EXERCISE TASKS:
A. Answer these questions using the article on Leaving Cert appeals, each answer on its own line and marked like its question:
(i) On what date will the results of rechecks now be released?
(ii) How many weeks will the wait now be, down from eight?
(iii) How many points short of entry to UCD was Rebecca Carter?
B. Write out a passage of the article on Leaving Cert appeals word for word. Begin at the words "Changes to Leaving" and stop after the words "on November 1st.".
C. Write the next part of the article on Leaving Cert appeals, continuing from its last sentence.

SELECTED TEXT:
------------------------
Changes to Leaving Cert appeals process to positively impact access to higher education

Emma Nevin

Students appealing their Leaving Certificate examination results will no longer have to defer their higher education offer for a year due to the length of the appeals process, said on November 1st.

Minister for Education and Skills, Joe McHugh and Minister of State for Higher Education, Mary Mitchell O’Connor announced that from 2019, students whose appeals result means they acquire a place in their desired course, “will in most cases now be able to take up that preference in the current academic year, rather than have their offer deferred by a year.”

From now on, the results of rechecks will be released on September 16th, a full three weeks earlier than normal, shortening the eight week wait to five.

Examiners will be marking the scripts on a full time basis rather than just on evenings and weekends. This ensures that students who obtain their course of preference through the appeals process will be able to take their place straight away, rather than being forced to wait an entire academic year.

These changes were made following the September High Court ruling that Leaving Cert 2018 candidate, Rebecca Carter, was treated unfairly by the State Examinations Commission. The totals of Ms Carter’s business paper were added up incorrectly, causing her to be six points short of gaining entry to UCD to study veterinary medicine.
------------------------
DATA SHOWN:
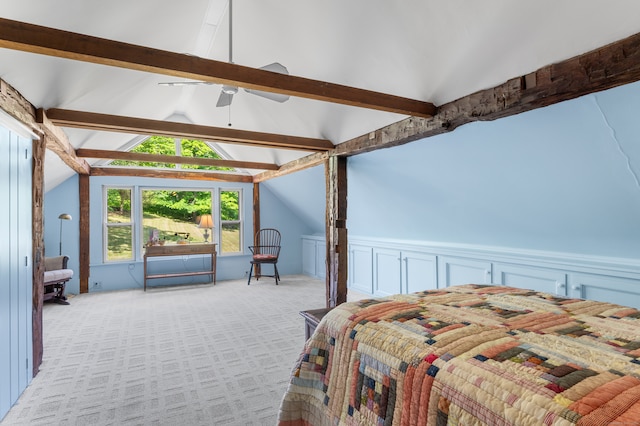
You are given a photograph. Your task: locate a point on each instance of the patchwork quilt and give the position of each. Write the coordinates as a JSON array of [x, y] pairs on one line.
[[469, 355]]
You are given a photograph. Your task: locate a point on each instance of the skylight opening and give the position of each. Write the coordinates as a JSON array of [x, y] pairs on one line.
[[164, 145]]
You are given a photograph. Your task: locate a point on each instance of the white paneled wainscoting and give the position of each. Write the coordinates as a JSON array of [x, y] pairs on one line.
[[382, 267]]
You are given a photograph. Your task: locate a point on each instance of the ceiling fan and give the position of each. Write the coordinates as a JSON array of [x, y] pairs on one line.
[[227, 92]]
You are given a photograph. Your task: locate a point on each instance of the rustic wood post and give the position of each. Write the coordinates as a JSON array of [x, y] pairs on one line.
[[336, 225], [84, 222], [37, 196], [256, 223]]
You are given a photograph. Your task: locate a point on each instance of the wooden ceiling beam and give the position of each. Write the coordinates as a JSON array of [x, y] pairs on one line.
[[172, 159], [607, 67], [53, 42], [170, 174], [307, 162], [143, 126]]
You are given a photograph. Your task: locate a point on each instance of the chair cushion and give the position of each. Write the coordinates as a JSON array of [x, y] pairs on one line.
[[264, 257], [58, 275]]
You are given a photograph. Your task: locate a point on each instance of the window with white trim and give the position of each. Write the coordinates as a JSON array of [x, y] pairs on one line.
[[118, 224]]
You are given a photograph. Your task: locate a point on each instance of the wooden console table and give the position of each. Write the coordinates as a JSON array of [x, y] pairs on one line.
[[180, 250]]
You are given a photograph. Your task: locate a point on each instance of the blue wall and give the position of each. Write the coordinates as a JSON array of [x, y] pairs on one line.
[[561, 178], [304, 194], [123, 275]]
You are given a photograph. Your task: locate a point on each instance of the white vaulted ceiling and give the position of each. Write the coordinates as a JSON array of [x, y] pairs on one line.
[[428, 50]]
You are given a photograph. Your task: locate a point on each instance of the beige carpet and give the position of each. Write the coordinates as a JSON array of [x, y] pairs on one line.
[[183, 355]]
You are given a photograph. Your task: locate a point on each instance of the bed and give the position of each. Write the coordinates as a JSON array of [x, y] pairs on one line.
[[466, 355]]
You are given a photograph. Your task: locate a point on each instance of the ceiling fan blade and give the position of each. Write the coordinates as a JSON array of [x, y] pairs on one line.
[[224, 99], [184, 83], [272, 96], [280, 69], [276, 67]]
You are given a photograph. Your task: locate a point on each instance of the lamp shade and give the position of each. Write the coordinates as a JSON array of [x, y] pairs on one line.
[[206, 221]]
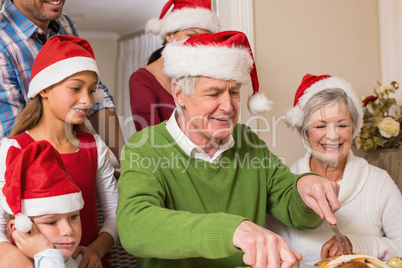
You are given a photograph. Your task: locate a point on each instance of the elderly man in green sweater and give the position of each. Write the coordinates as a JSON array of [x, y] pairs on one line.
[[194, 190]]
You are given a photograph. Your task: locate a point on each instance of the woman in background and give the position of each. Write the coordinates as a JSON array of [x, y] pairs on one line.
[[150, 88], [328, 115]]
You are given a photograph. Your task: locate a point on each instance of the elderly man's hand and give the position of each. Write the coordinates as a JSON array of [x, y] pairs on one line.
[[321, 195], [263, 248]]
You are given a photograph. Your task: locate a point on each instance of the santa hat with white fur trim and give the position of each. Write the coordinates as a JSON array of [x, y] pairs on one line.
[[311, 85], [37, 183], [61, 57], [224, 55], [184, 15]]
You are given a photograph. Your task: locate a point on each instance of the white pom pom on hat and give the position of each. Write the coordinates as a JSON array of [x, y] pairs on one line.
[[37, 183], [224, 55], [185, 14]]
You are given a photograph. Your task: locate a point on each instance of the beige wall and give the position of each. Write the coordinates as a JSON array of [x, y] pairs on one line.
[[292, 38], [106, 57]]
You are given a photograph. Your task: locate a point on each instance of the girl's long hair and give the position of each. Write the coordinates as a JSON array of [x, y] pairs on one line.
[[32, 113]]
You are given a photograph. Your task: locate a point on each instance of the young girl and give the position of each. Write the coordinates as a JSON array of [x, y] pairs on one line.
[[62, 90], [38, 186]]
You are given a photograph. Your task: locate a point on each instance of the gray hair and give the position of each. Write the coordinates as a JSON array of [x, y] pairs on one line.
[[187, 85], [326, 98]]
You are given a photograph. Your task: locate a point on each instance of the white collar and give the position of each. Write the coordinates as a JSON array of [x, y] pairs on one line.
[[189, 147]]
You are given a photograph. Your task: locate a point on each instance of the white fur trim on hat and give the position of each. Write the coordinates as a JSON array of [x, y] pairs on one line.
[[218, 62], [48, 205], [259, 103], [182, 19], [59, 71], [23, 223], [294, 116]]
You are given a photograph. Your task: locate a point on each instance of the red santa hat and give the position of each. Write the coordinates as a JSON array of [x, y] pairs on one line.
[[61, 57], [311, 85], [184, 15], [37, 183], [224, 55]]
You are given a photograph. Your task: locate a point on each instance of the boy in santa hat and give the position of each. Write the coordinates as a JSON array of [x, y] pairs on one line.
[[44, 204]]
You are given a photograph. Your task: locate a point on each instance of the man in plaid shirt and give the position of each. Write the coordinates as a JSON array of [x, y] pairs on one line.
[[24, 28]]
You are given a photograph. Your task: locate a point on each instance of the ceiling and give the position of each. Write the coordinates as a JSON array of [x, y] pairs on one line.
[[113, 19]]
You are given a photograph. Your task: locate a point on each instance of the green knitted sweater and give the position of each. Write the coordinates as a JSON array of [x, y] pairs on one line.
[[178, 211]]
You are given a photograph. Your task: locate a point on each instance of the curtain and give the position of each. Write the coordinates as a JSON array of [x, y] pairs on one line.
[[133, 54], [390, 22]]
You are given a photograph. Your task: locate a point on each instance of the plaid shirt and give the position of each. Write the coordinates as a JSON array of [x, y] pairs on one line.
[[20, 42]]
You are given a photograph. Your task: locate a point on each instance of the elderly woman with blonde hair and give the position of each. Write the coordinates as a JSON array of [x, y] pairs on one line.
[[328, 115]]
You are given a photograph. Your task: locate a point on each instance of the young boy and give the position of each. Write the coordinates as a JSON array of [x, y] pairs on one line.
[[45, 203]]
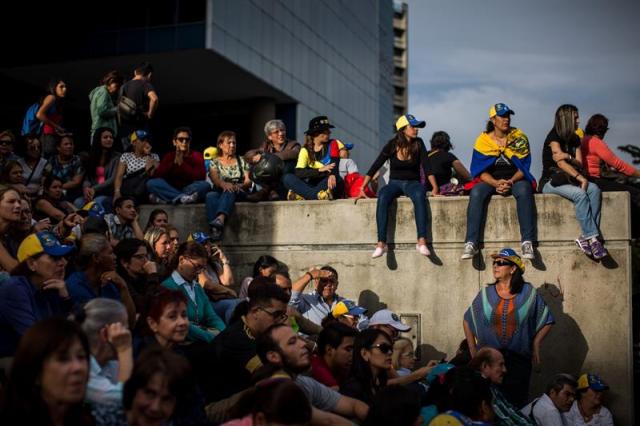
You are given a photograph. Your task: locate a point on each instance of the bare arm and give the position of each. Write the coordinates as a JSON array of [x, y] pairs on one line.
[[41, 114], [117, 183], [351, 407], [471, 339], [461, 171]]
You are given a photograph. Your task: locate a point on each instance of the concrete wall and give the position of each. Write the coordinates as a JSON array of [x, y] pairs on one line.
[[334, 58], [590, 300]]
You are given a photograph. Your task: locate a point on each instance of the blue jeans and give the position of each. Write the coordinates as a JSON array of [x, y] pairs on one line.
[[586, 203], [222, 202], [395, 188], [166, 192], [308, 192], [477, 210]]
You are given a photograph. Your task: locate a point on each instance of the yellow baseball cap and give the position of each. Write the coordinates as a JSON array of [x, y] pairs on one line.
[[500, 109], [406, 119], [42, 242]]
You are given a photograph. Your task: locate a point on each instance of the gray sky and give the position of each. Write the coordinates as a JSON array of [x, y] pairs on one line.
[[465, 55]]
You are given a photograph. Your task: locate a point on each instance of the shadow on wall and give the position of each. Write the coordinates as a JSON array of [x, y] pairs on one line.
[[565, 347]]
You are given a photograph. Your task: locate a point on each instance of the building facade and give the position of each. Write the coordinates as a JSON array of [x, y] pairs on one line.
[[232, 65]]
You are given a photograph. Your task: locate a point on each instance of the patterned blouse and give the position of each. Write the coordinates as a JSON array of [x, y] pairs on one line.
[[233, 173]]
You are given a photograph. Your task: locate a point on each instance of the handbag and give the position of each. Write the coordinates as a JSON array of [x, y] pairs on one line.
[[135, 185]]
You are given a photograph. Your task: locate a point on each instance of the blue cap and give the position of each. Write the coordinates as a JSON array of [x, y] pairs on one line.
[[345, 306], [199, 237]]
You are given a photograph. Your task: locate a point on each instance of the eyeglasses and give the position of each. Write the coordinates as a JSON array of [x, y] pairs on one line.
[[385, 348], [276, 315]]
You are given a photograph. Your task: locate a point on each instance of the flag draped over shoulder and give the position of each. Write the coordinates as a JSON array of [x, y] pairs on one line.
[[486, 151]]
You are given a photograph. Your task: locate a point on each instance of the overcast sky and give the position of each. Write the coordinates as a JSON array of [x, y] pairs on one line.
[[465, 55]]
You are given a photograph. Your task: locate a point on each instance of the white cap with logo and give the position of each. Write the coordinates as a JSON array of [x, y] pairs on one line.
[[386, 317]]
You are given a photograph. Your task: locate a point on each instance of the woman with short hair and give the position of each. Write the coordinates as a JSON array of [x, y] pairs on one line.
[[372, 351], [500, 165], [48, 378], [190, 260], [104, 321], [36, 289], [408, 161], [595, 152]]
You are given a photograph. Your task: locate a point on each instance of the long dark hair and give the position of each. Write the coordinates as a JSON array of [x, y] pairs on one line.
[[401, 142], [22, 399], [360, 369], [517, 280], [95, 154]]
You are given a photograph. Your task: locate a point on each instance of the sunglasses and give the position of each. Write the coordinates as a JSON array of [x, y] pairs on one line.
[[385, 348]]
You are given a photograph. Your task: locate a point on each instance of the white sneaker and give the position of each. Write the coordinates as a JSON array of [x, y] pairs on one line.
[[470, 250], [527, 250], [423, 250], [379, 251], [189, 199]]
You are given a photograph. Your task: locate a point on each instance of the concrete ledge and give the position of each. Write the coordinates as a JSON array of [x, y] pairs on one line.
[[591, 301]]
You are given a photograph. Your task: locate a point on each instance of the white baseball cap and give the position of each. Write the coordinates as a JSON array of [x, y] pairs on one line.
[[386, 317]]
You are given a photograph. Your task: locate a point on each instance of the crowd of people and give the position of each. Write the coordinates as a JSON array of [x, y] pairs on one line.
[[106, 321]]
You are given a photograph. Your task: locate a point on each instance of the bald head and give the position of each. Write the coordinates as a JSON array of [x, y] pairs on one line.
[[490, 363]]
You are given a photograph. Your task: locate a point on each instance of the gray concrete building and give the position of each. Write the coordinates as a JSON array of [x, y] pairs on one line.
[[400, 58], [222, 64]]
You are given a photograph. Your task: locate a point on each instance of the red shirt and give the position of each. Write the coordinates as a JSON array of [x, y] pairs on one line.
[[321, 372], [179, 176]]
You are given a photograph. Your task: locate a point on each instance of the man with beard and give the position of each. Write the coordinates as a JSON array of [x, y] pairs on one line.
[[316, 305], [284, 354]]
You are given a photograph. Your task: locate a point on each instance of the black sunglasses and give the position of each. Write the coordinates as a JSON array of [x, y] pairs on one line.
[[385, 348]]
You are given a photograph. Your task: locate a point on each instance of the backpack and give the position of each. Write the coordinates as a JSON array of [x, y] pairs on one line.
[[31, 125]]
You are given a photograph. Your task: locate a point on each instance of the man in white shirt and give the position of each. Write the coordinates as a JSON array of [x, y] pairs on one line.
[[558, 398]]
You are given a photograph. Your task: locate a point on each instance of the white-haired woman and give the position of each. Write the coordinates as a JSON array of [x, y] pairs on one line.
[[104, 321]]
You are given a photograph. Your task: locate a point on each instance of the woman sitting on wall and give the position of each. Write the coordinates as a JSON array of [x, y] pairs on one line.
[[510, 316], [594, 152], [316, 175], [500, 165], [230, 175], [562, 175]]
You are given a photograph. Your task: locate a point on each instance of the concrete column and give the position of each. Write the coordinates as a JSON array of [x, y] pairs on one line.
[[263, 110]]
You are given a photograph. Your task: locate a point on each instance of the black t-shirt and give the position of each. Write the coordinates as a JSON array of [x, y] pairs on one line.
[[233, 362], [441, 164], [568, 146], [402, 169], [138, 91], [503, 168]]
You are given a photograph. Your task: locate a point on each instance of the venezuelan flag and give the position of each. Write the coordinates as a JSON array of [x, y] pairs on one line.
[[486, 151]]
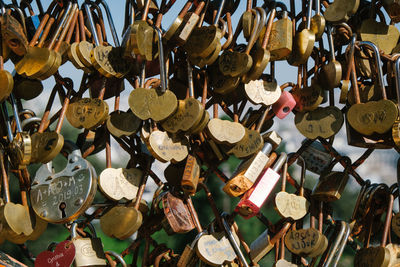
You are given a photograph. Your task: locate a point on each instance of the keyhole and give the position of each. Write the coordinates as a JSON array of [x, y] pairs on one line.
[[62, 208], [286, 109]]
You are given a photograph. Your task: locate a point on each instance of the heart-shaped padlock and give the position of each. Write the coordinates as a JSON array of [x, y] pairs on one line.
[[61, 197]]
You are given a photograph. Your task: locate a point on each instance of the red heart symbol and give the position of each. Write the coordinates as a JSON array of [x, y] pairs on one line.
[[63, 256]]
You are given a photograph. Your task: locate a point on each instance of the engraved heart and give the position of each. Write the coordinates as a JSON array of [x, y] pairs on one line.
[[250, 144], [45, 146], [323, 122], [383, 36], [372, 117], [120, 183], [122, 123], [165, 149], [291, 205], [138, 102], [215, 249], [63, 255], [308, 98], [87, 113], [201, 39], [224, 131], [303, 241], [189, 114], [73, 188], [149, 103], [16, 216], [262, 92]]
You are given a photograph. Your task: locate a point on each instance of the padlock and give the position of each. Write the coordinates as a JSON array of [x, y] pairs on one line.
[[285, 103], [188, 255], [332, 183], [32, 21], [191, 175], [340, 234], [316, 156], [178, 218], [281, 39], [291, 205], [117, 256], [248, 172], [377, 255], [264, 244], [61, 197], [89, 250], [232, 240], [250, 204]]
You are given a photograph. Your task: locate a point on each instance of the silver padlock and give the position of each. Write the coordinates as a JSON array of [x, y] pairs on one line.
[[62, 197]]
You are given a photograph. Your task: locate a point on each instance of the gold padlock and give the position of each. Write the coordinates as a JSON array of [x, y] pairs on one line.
[[88, 251]]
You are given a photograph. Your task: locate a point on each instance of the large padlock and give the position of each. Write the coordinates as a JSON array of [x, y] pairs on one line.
[[61, 197]]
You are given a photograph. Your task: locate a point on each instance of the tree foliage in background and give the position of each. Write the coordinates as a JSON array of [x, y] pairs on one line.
[[250, 229]]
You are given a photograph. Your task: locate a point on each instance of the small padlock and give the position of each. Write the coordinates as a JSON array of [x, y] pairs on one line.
[[188, 255], [89, 251], [316, 157], [255, 197], [332, 183], [285, 104], [248, 172]]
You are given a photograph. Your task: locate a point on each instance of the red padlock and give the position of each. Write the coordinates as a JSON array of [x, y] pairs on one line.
[[250, 204], [285, 103]]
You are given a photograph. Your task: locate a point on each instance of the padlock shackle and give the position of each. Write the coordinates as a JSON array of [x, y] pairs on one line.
[[6, 118], [232, 240], [279, 162], [110, 22], [161, 58], [91, 23], [397, 78], [378, 61], [117, 256]]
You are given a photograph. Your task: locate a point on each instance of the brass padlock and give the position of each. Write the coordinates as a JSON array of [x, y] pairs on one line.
[[332, 183], [89, 251], [281, 38]]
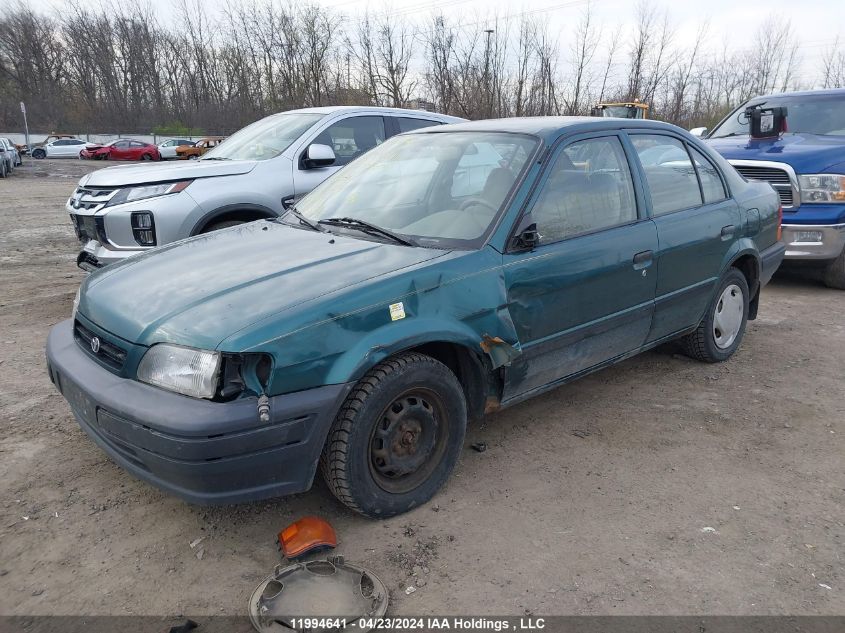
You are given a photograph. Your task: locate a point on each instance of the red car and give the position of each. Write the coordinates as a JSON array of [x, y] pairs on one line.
[[121, 149]]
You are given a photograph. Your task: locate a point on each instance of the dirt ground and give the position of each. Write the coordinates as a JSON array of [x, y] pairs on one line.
[[659, 486]]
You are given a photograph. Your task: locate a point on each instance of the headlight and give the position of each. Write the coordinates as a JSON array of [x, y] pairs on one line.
[[130, 194], [192, 372], [75, 303], [822, 188]]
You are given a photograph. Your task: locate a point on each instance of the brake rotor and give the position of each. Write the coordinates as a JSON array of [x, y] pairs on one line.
[[329, 590]]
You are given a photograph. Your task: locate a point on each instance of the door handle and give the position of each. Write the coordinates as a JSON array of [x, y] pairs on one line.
[[643, 259]]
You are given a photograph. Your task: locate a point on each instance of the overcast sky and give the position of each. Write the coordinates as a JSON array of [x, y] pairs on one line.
[[816, 23]]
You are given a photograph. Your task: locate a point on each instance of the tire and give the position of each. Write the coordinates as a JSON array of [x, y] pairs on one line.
[[225, 224], [715, 340], [410, 402], [834, 274]]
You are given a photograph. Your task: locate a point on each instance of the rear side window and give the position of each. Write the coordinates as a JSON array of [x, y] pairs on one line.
[[711, 183], [669, 171], [406, 124], [589, 188]]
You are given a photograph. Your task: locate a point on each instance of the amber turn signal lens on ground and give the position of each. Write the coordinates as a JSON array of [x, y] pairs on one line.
[[306, 535]]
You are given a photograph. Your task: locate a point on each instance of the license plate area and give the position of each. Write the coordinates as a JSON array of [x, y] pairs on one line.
[[78, 400]]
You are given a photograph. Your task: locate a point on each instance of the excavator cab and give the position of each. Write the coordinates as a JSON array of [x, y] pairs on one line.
[[623, 110]]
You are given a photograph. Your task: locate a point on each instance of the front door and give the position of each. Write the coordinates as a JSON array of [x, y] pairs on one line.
[[585, 294], [697, 224]]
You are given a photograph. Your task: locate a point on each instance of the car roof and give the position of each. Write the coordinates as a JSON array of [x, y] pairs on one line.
[[550, 127], [829, 92], [377, 110]]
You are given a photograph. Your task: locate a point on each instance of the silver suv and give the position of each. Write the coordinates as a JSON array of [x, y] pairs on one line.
[[256, 173]]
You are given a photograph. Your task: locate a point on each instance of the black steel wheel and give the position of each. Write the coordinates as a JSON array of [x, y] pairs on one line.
[[397, 436]]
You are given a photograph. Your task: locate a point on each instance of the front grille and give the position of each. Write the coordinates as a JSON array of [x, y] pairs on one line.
[[777, 178], [108, 354], [91, 198]]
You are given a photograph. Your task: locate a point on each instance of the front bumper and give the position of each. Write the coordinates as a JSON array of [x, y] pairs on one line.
[[94, 255], [770, 260], [827, 243], [204, 452]]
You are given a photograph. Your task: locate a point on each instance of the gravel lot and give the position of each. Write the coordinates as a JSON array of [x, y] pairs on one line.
[[592, 499]]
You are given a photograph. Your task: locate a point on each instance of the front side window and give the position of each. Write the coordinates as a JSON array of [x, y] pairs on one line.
[[407, 124], [266, 138], [352, 137], [711, 183], [820, 114], [406, 185], [588, 188], [669, 172]]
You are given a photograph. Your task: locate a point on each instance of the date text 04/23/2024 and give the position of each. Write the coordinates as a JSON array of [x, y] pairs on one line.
[[421, 623]]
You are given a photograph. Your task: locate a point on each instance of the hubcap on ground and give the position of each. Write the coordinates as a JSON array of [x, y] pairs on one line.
[[408, 441], [727, 319]]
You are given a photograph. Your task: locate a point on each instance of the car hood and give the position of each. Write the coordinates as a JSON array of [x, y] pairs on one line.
[[807, 153], [200, 291], [122, 175]]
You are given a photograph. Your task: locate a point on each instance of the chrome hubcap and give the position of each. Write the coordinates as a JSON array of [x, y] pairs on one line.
[[727, 319]]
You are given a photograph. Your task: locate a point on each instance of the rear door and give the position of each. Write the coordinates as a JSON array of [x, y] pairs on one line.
[[697, 224], [585, 294]]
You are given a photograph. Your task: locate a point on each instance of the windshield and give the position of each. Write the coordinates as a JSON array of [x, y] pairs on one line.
[[264, 139], [805, 115], [439, 189]]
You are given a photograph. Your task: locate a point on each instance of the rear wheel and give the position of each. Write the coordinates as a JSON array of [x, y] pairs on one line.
[[720, 332], [397, 436], [834, 274]]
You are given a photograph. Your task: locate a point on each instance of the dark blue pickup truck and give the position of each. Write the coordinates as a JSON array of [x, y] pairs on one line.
[[805, 163]]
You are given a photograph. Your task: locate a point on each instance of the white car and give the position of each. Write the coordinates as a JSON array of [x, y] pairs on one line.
[[60, 148], [168, 148]]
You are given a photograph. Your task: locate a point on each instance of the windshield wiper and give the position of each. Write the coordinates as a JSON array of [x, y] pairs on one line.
[[305, 221], [366, 227]]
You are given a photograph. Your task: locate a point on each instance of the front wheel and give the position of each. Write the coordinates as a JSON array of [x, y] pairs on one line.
[[397, 436], [720, 332]]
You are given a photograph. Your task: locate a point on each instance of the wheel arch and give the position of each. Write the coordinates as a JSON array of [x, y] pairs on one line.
[[247, 212], [457, 346], [748, 263]]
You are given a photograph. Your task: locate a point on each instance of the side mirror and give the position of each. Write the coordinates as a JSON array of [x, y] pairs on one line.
[[319, 156], [527, 237]]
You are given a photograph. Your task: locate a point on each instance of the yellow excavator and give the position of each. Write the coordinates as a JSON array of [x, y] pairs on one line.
[[623, 110]]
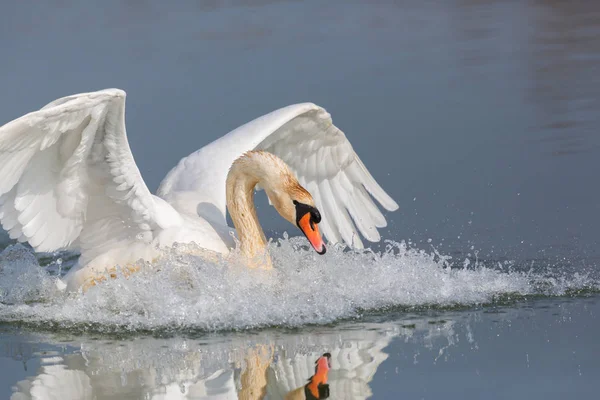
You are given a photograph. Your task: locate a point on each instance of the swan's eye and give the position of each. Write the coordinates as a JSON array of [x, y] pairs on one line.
[[302, 209]]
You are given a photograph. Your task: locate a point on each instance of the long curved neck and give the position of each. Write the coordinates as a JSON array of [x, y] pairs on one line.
[[245, 173]]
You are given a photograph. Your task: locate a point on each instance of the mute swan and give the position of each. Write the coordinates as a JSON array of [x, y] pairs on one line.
[[68, 180]]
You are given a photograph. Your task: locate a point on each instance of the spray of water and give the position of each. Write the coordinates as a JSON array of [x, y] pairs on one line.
[[182, 291]]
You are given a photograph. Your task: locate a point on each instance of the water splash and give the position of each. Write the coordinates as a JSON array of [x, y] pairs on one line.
[[185, 292]]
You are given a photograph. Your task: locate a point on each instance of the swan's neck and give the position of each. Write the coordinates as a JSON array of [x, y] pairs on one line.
[[245, 173]]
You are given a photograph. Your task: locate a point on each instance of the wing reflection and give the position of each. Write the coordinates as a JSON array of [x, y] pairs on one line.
[[271, 365]]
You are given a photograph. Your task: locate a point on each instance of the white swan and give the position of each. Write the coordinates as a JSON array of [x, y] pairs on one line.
[[68, 180]]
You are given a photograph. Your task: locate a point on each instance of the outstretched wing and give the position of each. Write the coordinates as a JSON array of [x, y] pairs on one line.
[[68, 178], [320, 155]]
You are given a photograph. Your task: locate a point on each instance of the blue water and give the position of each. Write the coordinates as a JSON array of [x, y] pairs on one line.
[[479, 118]]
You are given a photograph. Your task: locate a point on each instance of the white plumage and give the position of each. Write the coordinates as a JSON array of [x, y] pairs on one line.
[[68, 180]]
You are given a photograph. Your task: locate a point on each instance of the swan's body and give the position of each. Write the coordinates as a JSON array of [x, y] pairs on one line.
[[68, 180]]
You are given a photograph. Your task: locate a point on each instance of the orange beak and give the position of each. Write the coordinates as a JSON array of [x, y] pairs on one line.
[[317, 386], [311, 231]]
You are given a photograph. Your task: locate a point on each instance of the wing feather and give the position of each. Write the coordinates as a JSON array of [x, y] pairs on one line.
[[304, 136], [67, 177]]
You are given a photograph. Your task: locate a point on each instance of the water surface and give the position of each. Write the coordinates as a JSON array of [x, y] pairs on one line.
[[479, 118]]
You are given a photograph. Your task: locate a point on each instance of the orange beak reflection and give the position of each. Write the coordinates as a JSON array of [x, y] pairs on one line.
[[311, 231]]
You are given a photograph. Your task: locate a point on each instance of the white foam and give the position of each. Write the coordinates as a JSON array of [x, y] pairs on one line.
[[182, 291]]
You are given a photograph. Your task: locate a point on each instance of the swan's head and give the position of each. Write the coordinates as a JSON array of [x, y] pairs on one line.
[[290, 199], [295, 204]]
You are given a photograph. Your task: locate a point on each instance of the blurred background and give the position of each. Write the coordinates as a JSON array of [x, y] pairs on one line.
[[480, 118]]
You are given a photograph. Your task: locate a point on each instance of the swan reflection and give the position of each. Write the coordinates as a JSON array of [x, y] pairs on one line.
[[322, 362]]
------------------------
WRITTEN RESPONSES:
A.
(i) September 16th
(ii) Five
(iii) Six

B.
Changes to Leaving Cert appeals process to positively impact access to higher education

Emma Nevin

Students appealing their Leaving Certificate examination results will no longer have to defer their higher education offer for a year due to the length of the appeals process, said on November 1st.

C.
By the time this wrong was rectified, it was too late for her to take her place in the course. Ms Carter brought her case to the High Court where Mr Justice Richard Humphreys agreed that she should not have to defer for a year due to the “highly unfair” appeals process and ruled that she be allowed enter her course immediately.

These adjustments have received a wide range of support from both past and present students. 2018 Leaving Cert student Darragh Senchyna went through the appeals process this year and told the College View that the length of time it took was “crazy.”

“I’m happy it’s shortened, it was way too long before. This will probably mean a lot to people who need their points raised for a course,” he said.

Current sixth year student, Britney Okundaye said that she is “relieved” that the process will be different this year.

“I think it’s a great idea. So many people have sent back papers, waited a year and had to put their education on hold. These changes will save time and let people go on with their future,” she said.